(Document excerpt):
------------------------------------

On Tue, May 11, 2010 at 6:16 PM, Johan Corveleyn <jcorvel_at_gmail.com> wrote:
> On Tue, May 11, 2010 at 1:56 PM, Stefan Sperling <stsp_at_elego.de> wrote:
> > On Tue, May 11, 2010 at 07:43:33AM -0400, Mark Phippard wrote:
> >> On Tue, May 11, 2010 at 7:27 AM, Stefan Sperling <stsp_at_elego.de> wrote:
> >> > On Tue, May 11, 2010 at 01:36:26AM +0200, Johan Corveleyn wrote:
> >> >> As I understand your set of patches, you're mainly focusing on saving
> >> >> cpu cycles, and not on avoiding I/O where possible (unless I'm
> missing
> >> >> something). Maybe some of the low- or high-level algorithms in the
> >> >> back-end can be reworked a bit to reduce the amount of I/O? Or maybe
> >> >> some clever caching can avoid some file accesses?
> >> >
> >> > In general, I think trying to work around I/O slowness by loading
> >> > stuff into RAM (caching) is a bad idea. You're just taking away memory
> >> > from the OS buffer cache if you do this. A good buffer cache in the OS
> >> > should make open/close/seek fast. (So don't run a windows server if
> >> > you can avoid it.)
> >> >
> >> > The only point where it's worth thinking about optimizing I/O
> >> > access is when you get to clustered, distributed storage, because
> >> > at that point every I/O request translated into a network packet.
> >>
> >> You had me until that last part. I think we should ALWAYS be thinking
> >> about optimizing I/O. I have little doubt that is where the biggest
> >> performance bottlenecks live (other than network of course). I agree
> >> that making a big cache is probably not the best way to go, but I
> >> think we should always be looking for optimizations where we avoid
> >> repeated open/closes that are not necessary.
> >
> > That's true. Avoiding repeated open/close of the same file
> > is a good optimisation. Even with a good buffer cache it will
> > make a difference.
> >
> > So s/The only point/One point/ :)
>
> Yes, some form of caching may or may not be a good approach, but the
> main point is that ideally, for a certain client request, every
> interesting rev file should be opened and read exactly once. Currently
> this is definitely not the case (for "svn log" it's closer to 10
> opens/closes and 5 times the amount of bytes of every rev file
> involved; with packed revs it's even worse because of the extra lookup
> of the rev offset in the pack manifest file).
>
> Maybe the ideal situation is currently impossible because of the
> higher level algorithms (retrieving the data in a certain way). So
> with "some clever caching" I really meant "read the rev file (or the
> interesting parts of it) exactly once, and keep that in memory for
> those 10 other accesses you need (which follow very shortly), then
> forget about it". Not some sort of LRU cache or something. But I
> really don't know whether this is a good idea (it may be difficult to
> determine when you don't need it anymore, ...). Just guessing ...
>
> In my book, I/O is almost always one of the slowest parts, even if the
> data is on a local 15k rpm or even SSD disk. Since SVN with FSFS does
> so much I/O with potentially thousands of little files for a single
> client request, I think it could pay off big time to try to reduce it
> as much as possible.

------------------------------------

(Stored data entries)

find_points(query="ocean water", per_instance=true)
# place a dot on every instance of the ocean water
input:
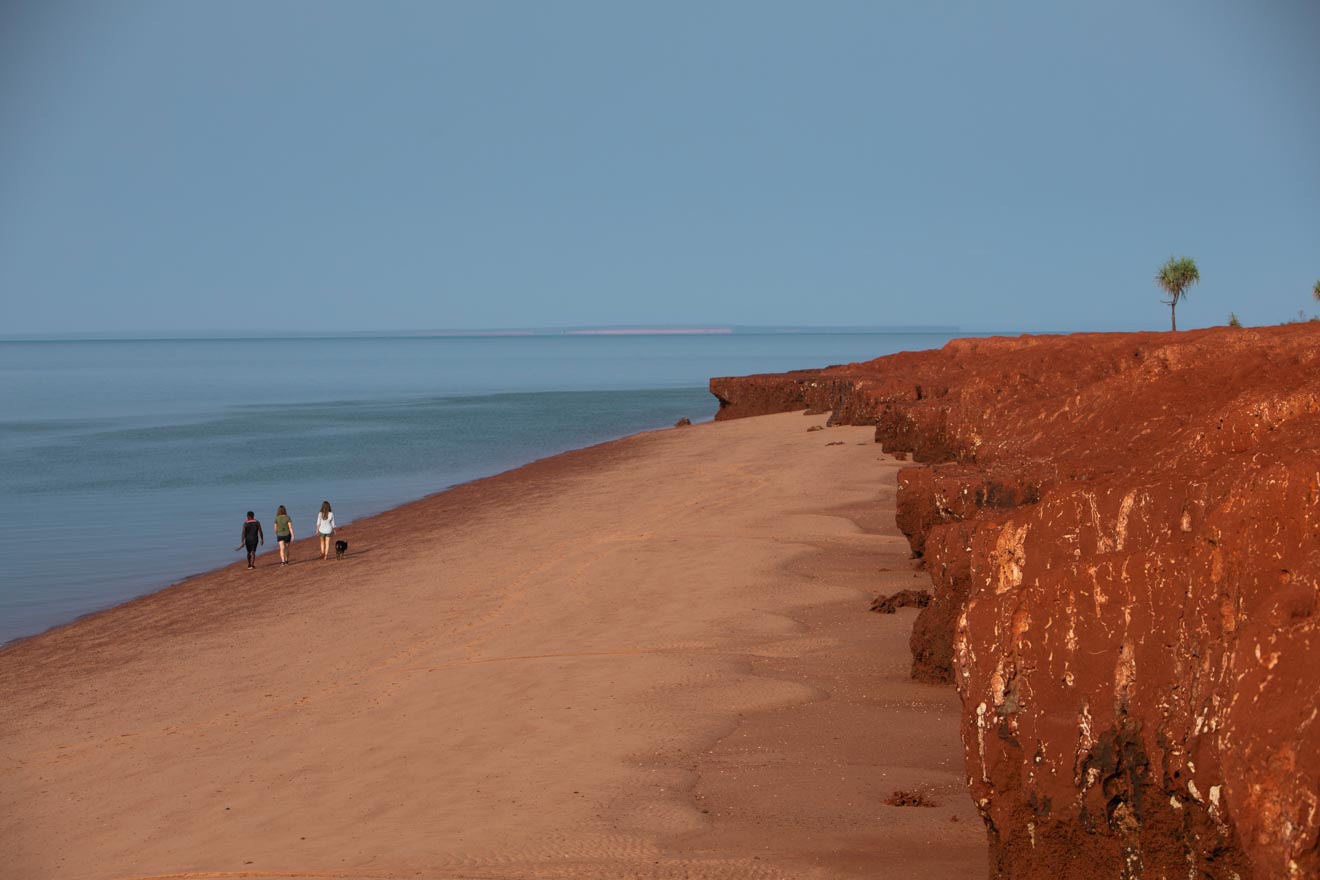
(128, 465)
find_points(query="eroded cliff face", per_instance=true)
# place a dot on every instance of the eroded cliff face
(1122, 533)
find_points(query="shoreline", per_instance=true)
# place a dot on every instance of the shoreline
(609, 662)
(271, 552)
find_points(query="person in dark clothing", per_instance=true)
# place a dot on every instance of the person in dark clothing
(252, 534)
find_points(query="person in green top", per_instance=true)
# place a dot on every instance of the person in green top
(283, 533)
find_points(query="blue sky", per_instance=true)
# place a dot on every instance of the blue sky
(324, 166)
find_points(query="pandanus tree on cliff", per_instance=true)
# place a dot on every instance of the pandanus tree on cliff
(1174, 279)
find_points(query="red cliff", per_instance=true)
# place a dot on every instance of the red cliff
(1122, 533)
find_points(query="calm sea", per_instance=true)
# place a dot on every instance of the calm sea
(128, 465)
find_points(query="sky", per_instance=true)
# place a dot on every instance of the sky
(321, 166)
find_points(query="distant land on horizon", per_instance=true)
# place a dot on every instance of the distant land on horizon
(609, 330)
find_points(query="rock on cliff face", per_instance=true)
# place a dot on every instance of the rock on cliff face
(1122, 533)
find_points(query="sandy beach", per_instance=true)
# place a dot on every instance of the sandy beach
(648, 659)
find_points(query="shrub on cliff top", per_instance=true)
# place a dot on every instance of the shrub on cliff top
(1175, 277)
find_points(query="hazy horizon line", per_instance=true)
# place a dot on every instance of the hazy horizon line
(585, 330)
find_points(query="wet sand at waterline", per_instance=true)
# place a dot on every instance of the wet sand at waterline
(647, 659)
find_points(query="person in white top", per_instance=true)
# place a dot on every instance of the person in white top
(325, 528)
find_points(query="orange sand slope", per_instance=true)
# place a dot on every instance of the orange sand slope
(650, 659)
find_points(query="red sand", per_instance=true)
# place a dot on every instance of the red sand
(650, 659)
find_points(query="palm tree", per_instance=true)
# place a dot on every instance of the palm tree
(1174, 279)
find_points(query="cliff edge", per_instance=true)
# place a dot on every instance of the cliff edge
(1122, 532)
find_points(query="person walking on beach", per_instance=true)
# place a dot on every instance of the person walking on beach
(283, 533)
(325, 528)
(251, 536)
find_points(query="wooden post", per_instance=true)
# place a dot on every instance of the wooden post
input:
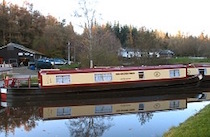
(29, 82)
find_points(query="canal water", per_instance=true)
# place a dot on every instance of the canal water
(110, 114)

------------------------------------

(Tasks to perform):
[1] Output the passage of the thread on reducing I/O that begins at the words "On Tue, May 11, 2010 at 6:16" and stops after "some file accesses?", copied verbatim.
[2] Extract every line of the records that contains the string "white".

(The responses):
[1]
On Tue, May 11, 2010 at 6:16 PM, Johan Corveleyn <jcorvel_at_gmail.com> wrote:
> On Tue, May 11, 2010 at 1:56 PM, Stefan Sperling <stsp_at_elego.de> wrote:
> > On Tue, May 11, 2010 at 07:43:33AM -0400, Mark Phippard wrote:
> >> On Tue, May 11, 2010 at 7:27 AM, Stefan Sperling <stsp_at_elego.de> wrote:
> >> > On Tue, May 11, 2010 at 01:36:26AM +0200, Johan Corveleyn wrote:
> >> >> As I understand your set of patches, you're mainly focusing on saving
> >> >> cpu cycles, and not on avoiding I/O where possible (unless I'm
> missing
> >> >> something). Maybe some of the low- or high-level algorithms in the
> >> >> back-end can be reworked a bit to reduce the amount of I/O? Or maybe
> >> >> some clever caching can avoid some file accesses?

[2]
find_points(query="person in white top", per_instance=true)
# place a dot on every instance of the person in white top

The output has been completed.